[Stored items]
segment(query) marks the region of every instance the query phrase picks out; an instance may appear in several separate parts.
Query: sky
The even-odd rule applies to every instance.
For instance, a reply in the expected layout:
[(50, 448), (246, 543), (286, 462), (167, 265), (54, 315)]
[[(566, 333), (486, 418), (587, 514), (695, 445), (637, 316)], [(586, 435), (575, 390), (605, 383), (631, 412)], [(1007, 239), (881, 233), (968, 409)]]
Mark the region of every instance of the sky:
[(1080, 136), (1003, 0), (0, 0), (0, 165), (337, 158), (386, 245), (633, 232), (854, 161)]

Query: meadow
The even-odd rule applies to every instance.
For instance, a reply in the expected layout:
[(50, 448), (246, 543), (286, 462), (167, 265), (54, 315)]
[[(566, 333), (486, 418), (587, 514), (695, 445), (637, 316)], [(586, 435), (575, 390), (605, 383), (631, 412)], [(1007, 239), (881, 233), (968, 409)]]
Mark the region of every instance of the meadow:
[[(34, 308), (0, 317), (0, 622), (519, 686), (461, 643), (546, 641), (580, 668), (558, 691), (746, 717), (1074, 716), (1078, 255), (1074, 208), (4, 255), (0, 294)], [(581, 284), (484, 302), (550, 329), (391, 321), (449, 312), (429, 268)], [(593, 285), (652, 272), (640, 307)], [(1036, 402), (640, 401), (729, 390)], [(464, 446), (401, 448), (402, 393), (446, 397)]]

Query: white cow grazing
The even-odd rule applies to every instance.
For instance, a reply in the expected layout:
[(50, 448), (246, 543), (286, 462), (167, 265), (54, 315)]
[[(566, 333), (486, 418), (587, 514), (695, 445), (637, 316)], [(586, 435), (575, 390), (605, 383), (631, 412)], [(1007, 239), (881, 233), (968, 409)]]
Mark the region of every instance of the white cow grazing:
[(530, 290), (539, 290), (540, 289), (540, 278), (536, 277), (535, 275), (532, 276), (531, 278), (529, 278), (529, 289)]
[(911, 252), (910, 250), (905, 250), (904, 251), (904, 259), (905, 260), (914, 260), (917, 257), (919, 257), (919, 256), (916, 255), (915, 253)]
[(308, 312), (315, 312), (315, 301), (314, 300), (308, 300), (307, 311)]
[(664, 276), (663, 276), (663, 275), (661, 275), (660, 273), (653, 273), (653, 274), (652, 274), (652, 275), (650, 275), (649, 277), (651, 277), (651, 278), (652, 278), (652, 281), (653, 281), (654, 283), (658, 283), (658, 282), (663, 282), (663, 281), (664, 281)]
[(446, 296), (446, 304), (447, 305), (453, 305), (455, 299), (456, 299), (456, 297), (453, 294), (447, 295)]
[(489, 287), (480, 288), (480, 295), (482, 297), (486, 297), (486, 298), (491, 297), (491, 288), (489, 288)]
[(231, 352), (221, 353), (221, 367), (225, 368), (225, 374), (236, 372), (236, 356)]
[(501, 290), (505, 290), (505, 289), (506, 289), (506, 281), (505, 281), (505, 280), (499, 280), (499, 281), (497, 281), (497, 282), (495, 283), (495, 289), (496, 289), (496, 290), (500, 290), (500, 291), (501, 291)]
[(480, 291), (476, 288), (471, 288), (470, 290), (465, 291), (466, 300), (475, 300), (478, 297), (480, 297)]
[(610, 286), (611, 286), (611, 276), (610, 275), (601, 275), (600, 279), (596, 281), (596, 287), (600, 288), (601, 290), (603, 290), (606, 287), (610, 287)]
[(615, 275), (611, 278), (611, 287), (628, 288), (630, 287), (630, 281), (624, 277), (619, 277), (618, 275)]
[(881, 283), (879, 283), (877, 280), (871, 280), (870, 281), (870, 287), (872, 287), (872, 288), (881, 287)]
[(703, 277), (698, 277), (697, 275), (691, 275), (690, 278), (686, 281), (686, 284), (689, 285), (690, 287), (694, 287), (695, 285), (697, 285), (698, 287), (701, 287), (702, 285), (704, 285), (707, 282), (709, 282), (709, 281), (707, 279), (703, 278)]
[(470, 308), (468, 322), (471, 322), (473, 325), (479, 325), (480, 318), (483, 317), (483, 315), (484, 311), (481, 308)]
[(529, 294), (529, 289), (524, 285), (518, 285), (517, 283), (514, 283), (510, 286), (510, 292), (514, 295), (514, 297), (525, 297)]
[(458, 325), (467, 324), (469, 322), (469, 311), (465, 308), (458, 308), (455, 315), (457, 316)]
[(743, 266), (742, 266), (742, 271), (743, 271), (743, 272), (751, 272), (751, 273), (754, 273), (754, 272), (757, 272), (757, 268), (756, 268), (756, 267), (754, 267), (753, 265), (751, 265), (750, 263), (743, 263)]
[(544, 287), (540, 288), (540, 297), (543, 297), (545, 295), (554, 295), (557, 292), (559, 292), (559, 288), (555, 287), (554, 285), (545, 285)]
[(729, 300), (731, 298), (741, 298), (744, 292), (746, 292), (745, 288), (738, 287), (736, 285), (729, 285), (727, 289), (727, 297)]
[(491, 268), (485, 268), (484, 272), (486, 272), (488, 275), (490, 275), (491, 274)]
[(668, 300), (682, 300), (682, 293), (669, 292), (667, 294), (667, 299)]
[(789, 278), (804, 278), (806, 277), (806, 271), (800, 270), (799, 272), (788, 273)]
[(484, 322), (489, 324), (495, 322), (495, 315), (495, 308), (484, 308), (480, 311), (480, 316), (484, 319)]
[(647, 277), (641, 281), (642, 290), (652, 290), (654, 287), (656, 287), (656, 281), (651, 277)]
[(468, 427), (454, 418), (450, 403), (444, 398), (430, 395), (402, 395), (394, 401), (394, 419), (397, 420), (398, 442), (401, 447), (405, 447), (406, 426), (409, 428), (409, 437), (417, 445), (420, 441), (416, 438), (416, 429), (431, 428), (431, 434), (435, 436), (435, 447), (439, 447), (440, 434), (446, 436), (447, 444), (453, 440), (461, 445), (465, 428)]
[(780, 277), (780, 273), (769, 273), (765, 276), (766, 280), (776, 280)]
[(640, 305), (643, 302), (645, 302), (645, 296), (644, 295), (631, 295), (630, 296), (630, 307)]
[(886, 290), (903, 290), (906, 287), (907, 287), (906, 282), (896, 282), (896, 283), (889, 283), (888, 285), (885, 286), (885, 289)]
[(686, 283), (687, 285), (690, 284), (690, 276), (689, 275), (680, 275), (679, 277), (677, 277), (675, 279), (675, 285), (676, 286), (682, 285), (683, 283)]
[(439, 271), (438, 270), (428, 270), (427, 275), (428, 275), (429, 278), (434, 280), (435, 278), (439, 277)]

Exercise goal
For each line in the data, set it down again exactly.

Exercise answer
segment(query) marks the region of every instance the query phrase picks out; an instance may appear in several separate parts.
Query: sky
The even-odd rule applies to every instance.
For instance, a reply in the expected layout:
[(50, 448), (246, 543), (286, 462), (167, 265), (54, 315)]
[[(566, 333), (486, 418), (587, 514), (695, 445), (637, 316)], [(586, 435), (575, 390), (605, 383), (631, 412)], [(1007, 239), (881, 233), (968, 409)]]
Mark the region of every instance of the sky:
[(1080, 136), (1003, 0), (0, 0), (0, 165), (337, 158), (386, 245), (633, 232), (854, 161)]

Query: meadow
The even-odd rule applies to every instance.
For instance, a reply in the expected layout:
[(50, 448), (246, 543), (286, 462), (167, 265), (54, 315)]
[[(566, 333), (486, 418), (587, 514), (695, 445), (637, 316)], [(586, 435), (575, 390), (605, 383), (631, 412)], [(1007, 239), (881, 233), (968, 409)]]
Mark the region of every instance of the meadow:
[[(34, 308), (0, 317), (0, 622), (519, 686), (461, 643), (546, 641), (580, 668), (558, 691), (746, 717), (1074, 716), (1078, 255), (1074, 208), (4, 255), (0, 294)], [(581, 284), (484, 302), (550, 329), (391, 321), (449, 312), (429, 268)], [(593, 285), (652, 272), (640, 307)], [(1036, 402), (640, 401), (729, 390)], [(464, 446), (401, 448), (402, 393), (446, 397)]]

Query: white cow grazing
The even-odd rule applies to every instance.
For instance, a reply in the expected layout:
[(50, 448), (246, 543), (286, 462), (167, 265), (54, 315)]
[[(566, 333), (486, 418), (587, 514), (695, 445), (637, 316)], [(586, 435), (575, 390), (605, 383), (631, 412)], [(1007, 239), (881, 233), (968, 409)]]
Mark the region of every instance of the white cow grazing:
[(530, 290), (539, 290), (540, 289), (540, 278), (536, 277), (535, 275), (532, 276), (531, 278), (529, 278), (529, 289)]
[(911, 252), (910, 250), (905, 250), (904, 251), (904, 259), (905, 260), (914, 260), (917, 257), (919, 257), (919, 256), (916, 255), (915, 253)]
[(308, 312), (315, 312), (315, 301), (314, 300), (308, 300), (307, 311)]
[(664, 276), (663, 276), (663, 275), (661, 275), (660, 273), (653, 273), (653, 274), (652, 274), (652, 275), (650, 275), (649, 277), (651, 277), (651, 278), (652, 278), (652, 281), (653, 281), (654, 283), (658, 283), (658, 282), (663, 282), (663, 281), (664, 281)]
[(446, 296), (446, 304), (447, 305), (453, 305), (455, 299), (456, 299), (456, 297), (453, 294), (447, 295)]
[(489, 287), (480, 288), (480, 295), (482, 297), (486, 297), (486, 298), (491, 297), (491, 288), (489, 288)]
[(231, 352), (221, 353), (221, 367), (225, 368), (225, 374), (236, 372), (236, 356)]
[(501, 290), (505, 290), (505, 289), (506, 289), (506, 281), (505, 281), (505, 280), (499, 280), (499, 281), (497, 281), (497, 282), (495, 283), (495, 289), (496, 289), (496, 290), (500, 290), (500, 291), (501, 291)]
[(480, 291), (476, 288), (471, 288), (470, 290), (465, 291), (466, 300), (475, 300), (478, 297), (480, 297)]
[(610, 286), (611, 286), (611, 276), (610, 275), (601, 275), (600, 279), (596, 281), (596, 287), (600, 288), (601, 290), (603, 290), (606, 287), (610, 287)]
[(615, 275), (611, 278), (611, 287), (628, 288), (630, 287), (630, 281), (624, 277), (619, 277), (618, 275)]
[(881, 283), (879, 283), (877, 280), (871, 280), (870, 281), (870, 287), (872, 287), (872, 288), (881, 287)]
[(703, 277), (698, 277), (697, 275), (691, 275), (690, 278), (686, 281), (686, 284), (689, 285), (690, 287), (694, 287), (695, 285), (697, 285), (698, 287), (701, 287), (702, 285), (704, 285), (707, 282), (709, 282), (709, 281), (707, 279), (703, 278)]
[(470, 308), (468, 322), (471, 322), (473, 325), (479, 325), (480, 318), (483, 317), (483, 315), (484, 311), (481, 308)]
[(529, 294), (529, 289), (524, 285), (518, 285), (517, 283), (514, 283), (510, 286), (510, 292), (514, 295), (514, 297), (525, 297)]
[(458, 325), (467, 324), (469, 322), (469, 311), (465, 308), (458, 308), (455, 315), (457, 316)]
[(743, 266), (742, 266), (742, 271), (743, 271), (743, 272), (751, 272), (751, 273), (754, 273), (754, 272), (757, 272), (757, 268), (756, 268), (756, 267), (754, 267), (753, 265), (751, 265), (750, 263), (743, 263)]
[(544, 287), (540, 288), (540, 297), (543, 297), (545, 295), (554, 295), (557, 292), (559, 292), (559, 288), (555, 287), (554, 285), (545, 285)]
[(729, 300), (731, 298), (741, 298), (744, 292), (746, 292), (745, 288), (738, 287), (736, 285), (729, 285), (727, 289), (727, 297)]
[(491, 268), (485, 268), (484, 272), (486, 272), (488, 275), (490, 275), (491, 274)]
[(668, 300), (682, 300), (682, 293), (669, 292), (667, 294), (667, 299)]
[(789, 278), (804, 278), (806, 277), (806, 271), (800, 270), (799, 272), (788, 273)]
[(484, 322), (489, 324), (495, 322), (495, 315), (495, 308), (484, 308), (480, 311), (480, 316), (484, 319)]
[(647, 277), (641, 281), (642, 290), (652, 290), (654, 287), (656, 287), (656, 281), (651, 277)]
[(468, 427), (454, 418), (450, 403), (444, 398), (430, 395), (402, 395), (394, 401), (394, 419), (397, 420), (398, 442), (401, 447), (405, 447), (406, 426), (409, 428), (409, 437), (417, 445), (420, 441), (416, 438), (416, 429), (431, 428), (431, 434), (435, 436), (435, 447), (439, 447), (440, 434), (446, 436), (447, 444), (453, 440), (461, 445), (465, 428)]
[(780, 277), (780, 273), (769, 273), (765, 276), (766, 280), (776, 280)]
[(640, 305), (643, 302), (645, 302), (645, 296), (644, 295), (631, 295), (630, 296), (630, 307)]
[(886, 290), (903, 290), (906, 287), (907, 287), (906, 282), (896, 282), (896, 283), (889, 283), (888, 285), (885, 286), (885, 289)]
[(686, 283), (687, 285), (690, 284), (690, 276), (689, 275), (680, 275), (679, 277), (677, 277), (675, 279), (675, 285), (676, 286), (682, 285), (683, 283)]
[(439, 271), (438, 270), (428, 270), (427, 275), (428, 275), (429, 278), (434, 280), (435, 278), (439, 277)]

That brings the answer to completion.